» **Task prompt**:
In the passage on alcohol prices, swap "heavy drinkers" for "problem drinkers" and write out the section from "But while overall" up to and including "drinkers does not.".

» **Quoted text**:
· · · · ·

But while overall consumption of alcohol is reduced when prices rise, research shows heavy drinkers merely reduce their consumption in between binges. A working paper cited in the same report found only two in 18 studies show heavy drinkers to be responsive to tax. So while overall consumption decreases, binge drinking among heavy drinkers does not.
Australia is a case in point. Since 1990, the price of alcohol has grown 16% above CPI, and overall rates of consumption are down. But as public health advocates are quick to tell you, binge drinking hasn’t abated.
The rates of tax Australians pay on beer and alcoholic beverages are among the highest in Organisation for Economic Co-operation and Development countries, according to the Australian Tax Office. According to a University of Adelaide study, beer and spirits are priced about seven times and twice the OECD unweighted averages, respectively.
Then there’s wine. Public Health Advocacy Institute director and Curtin University Professor Mike Daube told Crikey: “You can by wine at $2/$3 a litre … That’s cheaper than water.”

· · · · ·

» **Information shown**:
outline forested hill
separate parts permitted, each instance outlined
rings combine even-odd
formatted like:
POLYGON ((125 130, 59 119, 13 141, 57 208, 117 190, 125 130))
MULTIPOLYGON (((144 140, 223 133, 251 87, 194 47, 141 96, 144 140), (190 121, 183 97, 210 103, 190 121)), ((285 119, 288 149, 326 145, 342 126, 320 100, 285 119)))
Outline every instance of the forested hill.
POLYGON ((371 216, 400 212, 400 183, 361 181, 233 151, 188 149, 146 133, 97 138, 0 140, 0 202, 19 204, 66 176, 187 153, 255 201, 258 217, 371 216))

· · · · ·

» **Reply**:
But while overall consumption of alcohol is reduced when prices rise, research shows problem drinkers merely reduce their consumption in between binges. A working paper cited in the same report found only two in 18 studies show problem drinkers to be responsive to tax. So while overall consumption decreases, binge drinking among problem drinkers does not.